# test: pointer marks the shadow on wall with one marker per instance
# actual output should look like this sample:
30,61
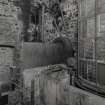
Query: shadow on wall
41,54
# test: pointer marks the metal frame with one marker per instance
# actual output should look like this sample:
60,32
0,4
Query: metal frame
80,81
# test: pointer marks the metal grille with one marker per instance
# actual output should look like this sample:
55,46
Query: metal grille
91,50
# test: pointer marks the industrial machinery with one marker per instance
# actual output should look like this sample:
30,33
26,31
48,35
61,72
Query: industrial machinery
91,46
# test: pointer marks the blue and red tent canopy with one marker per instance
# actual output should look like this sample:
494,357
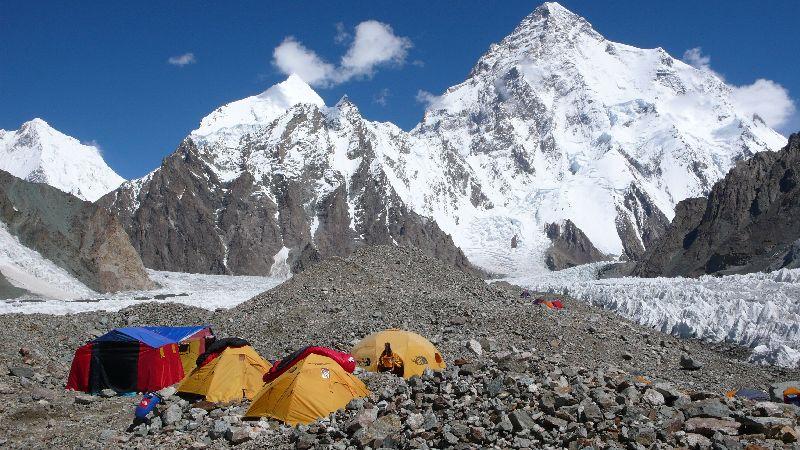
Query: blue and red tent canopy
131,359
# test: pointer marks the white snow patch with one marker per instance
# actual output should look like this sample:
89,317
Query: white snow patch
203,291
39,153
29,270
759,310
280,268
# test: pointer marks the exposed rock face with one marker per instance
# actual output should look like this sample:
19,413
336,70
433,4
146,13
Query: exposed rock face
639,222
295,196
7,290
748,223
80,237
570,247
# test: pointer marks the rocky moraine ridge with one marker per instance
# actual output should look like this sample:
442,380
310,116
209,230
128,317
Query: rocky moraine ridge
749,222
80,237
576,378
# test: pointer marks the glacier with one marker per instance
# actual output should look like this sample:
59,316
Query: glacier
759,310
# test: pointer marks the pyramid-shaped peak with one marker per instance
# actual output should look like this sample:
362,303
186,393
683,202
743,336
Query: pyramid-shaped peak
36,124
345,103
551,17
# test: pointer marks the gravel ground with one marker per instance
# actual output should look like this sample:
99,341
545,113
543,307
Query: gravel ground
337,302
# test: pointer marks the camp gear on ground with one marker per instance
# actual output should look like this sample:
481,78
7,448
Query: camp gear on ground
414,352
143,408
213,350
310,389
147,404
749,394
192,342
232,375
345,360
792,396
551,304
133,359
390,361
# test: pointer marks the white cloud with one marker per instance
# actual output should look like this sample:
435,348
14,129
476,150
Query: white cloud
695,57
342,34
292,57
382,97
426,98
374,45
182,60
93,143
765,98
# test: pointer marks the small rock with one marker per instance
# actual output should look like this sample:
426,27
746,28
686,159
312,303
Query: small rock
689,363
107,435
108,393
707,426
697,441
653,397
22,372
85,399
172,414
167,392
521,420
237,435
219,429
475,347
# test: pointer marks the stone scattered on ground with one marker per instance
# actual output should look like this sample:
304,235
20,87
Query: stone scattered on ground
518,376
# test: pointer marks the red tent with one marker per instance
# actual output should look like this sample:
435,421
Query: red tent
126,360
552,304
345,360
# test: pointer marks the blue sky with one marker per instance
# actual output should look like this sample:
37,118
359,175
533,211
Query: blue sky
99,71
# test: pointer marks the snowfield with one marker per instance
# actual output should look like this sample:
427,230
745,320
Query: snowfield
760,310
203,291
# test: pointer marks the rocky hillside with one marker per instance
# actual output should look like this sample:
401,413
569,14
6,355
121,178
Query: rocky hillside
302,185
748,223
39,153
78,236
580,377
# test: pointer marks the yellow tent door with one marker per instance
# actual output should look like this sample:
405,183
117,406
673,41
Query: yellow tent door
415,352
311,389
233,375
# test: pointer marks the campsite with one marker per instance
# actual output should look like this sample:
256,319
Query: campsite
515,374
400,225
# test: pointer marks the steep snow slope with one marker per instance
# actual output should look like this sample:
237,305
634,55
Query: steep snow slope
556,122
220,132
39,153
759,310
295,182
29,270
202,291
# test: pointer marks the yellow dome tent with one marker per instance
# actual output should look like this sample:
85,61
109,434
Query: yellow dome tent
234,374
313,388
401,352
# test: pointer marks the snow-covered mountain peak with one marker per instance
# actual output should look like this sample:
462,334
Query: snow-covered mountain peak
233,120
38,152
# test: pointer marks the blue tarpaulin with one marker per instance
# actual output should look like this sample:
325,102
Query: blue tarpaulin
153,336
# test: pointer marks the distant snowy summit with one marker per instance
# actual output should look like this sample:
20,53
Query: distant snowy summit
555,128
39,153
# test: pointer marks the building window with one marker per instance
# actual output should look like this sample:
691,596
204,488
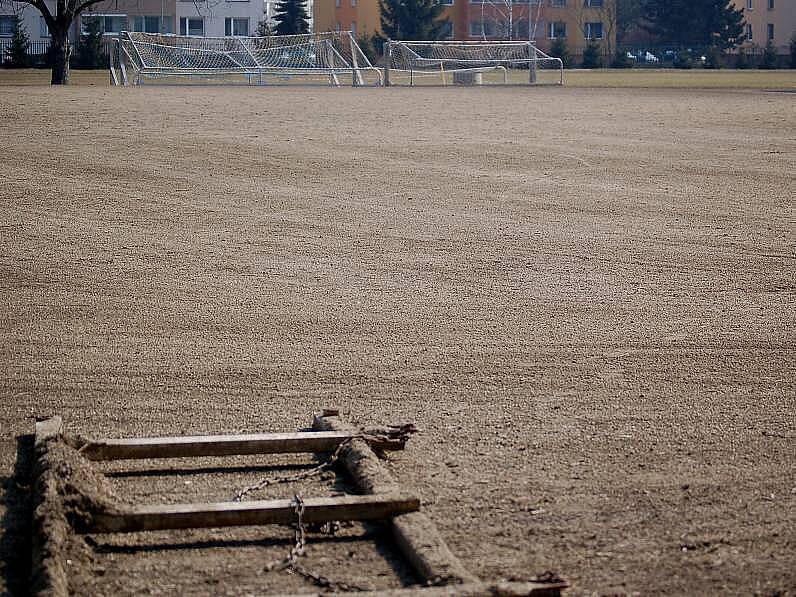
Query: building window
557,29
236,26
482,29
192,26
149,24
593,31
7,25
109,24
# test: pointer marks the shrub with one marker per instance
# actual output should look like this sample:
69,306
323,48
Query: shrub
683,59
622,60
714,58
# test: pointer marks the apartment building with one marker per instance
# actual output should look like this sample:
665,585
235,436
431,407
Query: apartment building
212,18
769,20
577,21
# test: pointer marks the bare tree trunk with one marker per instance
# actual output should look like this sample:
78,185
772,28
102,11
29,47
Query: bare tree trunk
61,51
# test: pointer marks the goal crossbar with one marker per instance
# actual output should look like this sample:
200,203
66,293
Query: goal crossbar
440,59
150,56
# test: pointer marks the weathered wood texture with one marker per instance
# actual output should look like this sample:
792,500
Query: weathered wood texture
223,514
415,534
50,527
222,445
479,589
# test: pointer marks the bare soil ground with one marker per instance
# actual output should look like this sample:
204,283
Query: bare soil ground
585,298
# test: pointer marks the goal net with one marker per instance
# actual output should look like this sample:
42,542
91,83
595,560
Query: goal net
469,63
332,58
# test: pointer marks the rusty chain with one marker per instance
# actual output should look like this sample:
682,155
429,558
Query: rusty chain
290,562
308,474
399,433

--

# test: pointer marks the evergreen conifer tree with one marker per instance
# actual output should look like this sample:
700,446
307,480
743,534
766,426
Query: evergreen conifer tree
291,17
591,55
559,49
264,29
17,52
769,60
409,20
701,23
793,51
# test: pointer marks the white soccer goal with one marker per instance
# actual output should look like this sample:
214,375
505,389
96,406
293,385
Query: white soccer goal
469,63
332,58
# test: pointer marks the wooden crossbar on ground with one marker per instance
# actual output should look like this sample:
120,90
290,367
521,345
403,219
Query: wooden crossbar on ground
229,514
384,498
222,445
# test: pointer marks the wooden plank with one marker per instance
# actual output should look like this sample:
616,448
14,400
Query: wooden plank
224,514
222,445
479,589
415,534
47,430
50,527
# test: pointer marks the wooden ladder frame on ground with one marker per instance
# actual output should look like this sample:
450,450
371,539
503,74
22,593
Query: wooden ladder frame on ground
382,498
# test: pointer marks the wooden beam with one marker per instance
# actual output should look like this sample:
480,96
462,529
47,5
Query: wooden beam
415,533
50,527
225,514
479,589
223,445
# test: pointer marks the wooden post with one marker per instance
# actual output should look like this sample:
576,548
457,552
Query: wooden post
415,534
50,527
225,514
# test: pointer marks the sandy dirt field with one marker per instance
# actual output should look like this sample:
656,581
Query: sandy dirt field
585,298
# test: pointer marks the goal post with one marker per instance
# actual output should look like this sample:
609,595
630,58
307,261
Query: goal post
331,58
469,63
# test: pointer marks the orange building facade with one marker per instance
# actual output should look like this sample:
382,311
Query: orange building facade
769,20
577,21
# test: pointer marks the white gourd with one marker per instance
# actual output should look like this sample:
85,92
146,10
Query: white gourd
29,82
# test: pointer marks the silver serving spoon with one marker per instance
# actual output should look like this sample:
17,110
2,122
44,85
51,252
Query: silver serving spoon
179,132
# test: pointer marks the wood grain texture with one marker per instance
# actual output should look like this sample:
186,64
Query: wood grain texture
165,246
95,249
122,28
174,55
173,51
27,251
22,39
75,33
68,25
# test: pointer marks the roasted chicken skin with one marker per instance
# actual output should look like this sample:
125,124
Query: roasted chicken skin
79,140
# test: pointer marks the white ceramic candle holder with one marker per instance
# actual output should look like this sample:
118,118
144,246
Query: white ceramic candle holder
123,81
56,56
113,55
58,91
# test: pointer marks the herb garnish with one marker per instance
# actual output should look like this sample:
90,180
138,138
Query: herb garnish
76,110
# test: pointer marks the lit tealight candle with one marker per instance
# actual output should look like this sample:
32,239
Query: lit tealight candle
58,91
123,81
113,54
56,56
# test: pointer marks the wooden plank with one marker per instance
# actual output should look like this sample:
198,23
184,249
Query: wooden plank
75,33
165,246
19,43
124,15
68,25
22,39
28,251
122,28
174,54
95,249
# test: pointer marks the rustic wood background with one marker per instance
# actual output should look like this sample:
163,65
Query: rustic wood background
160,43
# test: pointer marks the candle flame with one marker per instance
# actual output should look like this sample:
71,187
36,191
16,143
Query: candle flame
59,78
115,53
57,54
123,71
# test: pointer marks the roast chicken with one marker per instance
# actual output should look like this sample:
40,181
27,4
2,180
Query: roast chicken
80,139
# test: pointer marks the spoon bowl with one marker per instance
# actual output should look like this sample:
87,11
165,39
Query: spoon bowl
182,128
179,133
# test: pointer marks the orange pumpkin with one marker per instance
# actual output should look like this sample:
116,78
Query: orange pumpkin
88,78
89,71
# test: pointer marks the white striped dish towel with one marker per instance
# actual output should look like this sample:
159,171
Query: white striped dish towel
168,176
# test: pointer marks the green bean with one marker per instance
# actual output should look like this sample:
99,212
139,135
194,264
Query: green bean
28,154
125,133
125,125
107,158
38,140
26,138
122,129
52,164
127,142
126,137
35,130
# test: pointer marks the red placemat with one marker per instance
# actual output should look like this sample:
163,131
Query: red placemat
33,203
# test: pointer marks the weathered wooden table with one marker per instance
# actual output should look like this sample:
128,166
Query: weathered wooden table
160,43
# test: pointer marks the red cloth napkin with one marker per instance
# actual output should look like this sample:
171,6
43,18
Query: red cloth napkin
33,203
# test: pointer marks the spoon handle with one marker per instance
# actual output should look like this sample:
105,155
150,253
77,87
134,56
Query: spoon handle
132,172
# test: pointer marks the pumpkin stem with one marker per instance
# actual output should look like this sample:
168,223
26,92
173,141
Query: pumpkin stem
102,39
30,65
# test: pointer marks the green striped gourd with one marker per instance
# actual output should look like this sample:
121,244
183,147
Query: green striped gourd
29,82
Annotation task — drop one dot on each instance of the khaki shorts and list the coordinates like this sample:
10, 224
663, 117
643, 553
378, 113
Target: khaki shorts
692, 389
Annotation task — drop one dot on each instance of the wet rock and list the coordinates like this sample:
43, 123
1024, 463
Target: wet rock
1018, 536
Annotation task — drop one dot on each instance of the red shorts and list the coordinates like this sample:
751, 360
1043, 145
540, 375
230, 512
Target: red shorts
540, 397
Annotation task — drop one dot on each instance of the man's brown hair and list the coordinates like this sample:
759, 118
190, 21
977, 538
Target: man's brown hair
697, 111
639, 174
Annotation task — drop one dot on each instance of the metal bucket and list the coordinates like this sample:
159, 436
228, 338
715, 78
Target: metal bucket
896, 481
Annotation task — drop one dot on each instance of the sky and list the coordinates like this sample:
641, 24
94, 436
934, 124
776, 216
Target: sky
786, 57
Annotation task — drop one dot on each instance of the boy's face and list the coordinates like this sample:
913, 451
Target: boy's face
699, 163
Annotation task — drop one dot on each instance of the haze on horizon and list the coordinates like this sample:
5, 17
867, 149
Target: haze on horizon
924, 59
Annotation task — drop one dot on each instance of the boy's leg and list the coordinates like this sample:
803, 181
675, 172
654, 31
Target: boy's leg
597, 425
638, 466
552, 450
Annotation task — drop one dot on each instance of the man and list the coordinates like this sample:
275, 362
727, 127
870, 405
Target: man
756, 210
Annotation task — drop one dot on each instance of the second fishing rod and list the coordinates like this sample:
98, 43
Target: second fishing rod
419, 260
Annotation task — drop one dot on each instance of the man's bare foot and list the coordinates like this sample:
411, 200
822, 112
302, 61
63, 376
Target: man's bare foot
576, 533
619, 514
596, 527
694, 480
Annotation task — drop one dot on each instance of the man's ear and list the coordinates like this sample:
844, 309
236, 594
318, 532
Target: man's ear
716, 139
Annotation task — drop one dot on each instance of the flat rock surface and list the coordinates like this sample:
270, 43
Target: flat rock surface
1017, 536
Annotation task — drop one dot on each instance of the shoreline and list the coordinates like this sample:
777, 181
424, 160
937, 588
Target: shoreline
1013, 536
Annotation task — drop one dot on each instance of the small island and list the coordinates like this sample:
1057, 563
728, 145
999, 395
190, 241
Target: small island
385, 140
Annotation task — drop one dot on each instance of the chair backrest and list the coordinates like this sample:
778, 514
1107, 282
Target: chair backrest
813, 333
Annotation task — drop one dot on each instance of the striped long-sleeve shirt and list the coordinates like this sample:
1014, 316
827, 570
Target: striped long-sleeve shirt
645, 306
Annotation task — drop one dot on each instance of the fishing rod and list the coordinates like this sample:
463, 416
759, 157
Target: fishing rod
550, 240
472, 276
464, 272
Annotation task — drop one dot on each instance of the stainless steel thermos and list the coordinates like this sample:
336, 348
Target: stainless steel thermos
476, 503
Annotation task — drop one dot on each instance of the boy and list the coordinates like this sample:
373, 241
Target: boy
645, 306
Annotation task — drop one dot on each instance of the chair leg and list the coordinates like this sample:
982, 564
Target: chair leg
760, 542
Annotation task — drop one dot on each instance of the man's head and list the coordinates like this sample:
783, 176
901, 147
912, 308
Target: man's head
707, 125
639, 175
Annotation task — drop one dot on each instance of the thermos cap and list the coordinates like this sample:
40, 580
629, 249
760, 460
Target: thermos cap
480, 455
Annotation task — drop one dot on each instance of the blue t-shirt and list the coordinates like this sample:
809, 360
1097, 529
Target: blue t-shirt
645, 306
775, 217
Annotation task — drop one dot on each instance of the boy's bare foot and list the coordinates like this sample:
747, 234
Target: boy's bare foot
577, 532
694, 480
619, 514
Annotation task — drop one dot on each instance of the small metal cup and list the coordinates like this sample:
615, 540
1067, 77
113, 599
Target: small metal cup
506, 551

◆ ABOUT THIS TASK ◆
Reproduce exactly, with no pictures, the lines above from the one holding "# test: pointer marks the shadow" to the one holding "# test: pointer marks the pyramid-shaped", inclusive.

◆ ANSWER SECTION ◆
# test: pointer marks the shadow on wall with one marker per instance
# actual output should look like this sample:
30,61
Query: shadow on wall
41,54
# test: pointer marks the metal frame with one marker per instance
# actual output should look like this sample:
60,32
0,4
Query: metal frame
80,81
# test: pointer marks the metal grille with one marker per instance
# actual output should look like this sample:
55,46
Query: metal grille
91,50
# test: pointer marks the industrial machinery with one marker per instance
# actual output should look like this sample:
30,33
26,31
48,35
61,72
Query: industrial machinery
91,46
# test: pointer marks the blue and red tent canopy with one marker per instance
# actual output should look like this sample:
494,357
Query: blue and red tent canopy
131,359
# test: pointer marks the white snow patch with one marker per instance
# actual output should look like this sample:
89,317
Query: white snow patch
203,291
39,153
29,270
759,310
280,268
# test: pointer marks the exposed rock face with one marker per instance
# actual output should look like this sample:
19,413
336,70
433,4
146,13
Query: exposed rock face
639,222
295,196
7,290
748,223
80,237
570,247
# test: pointer marks the rocky moraine ridge with one marker per instance
# actual output should look like this sample:
442,380
310,116
209,230
128,317
Query: rocky moraine ridge
749,222
80,237
576,378
# test: pointer marks the glacier with one marker per instance
# actual output should look like this sample:
59,316
Query: glacier
759,310
# test: pointer marks the pyramid-shaped peak with one marker per instance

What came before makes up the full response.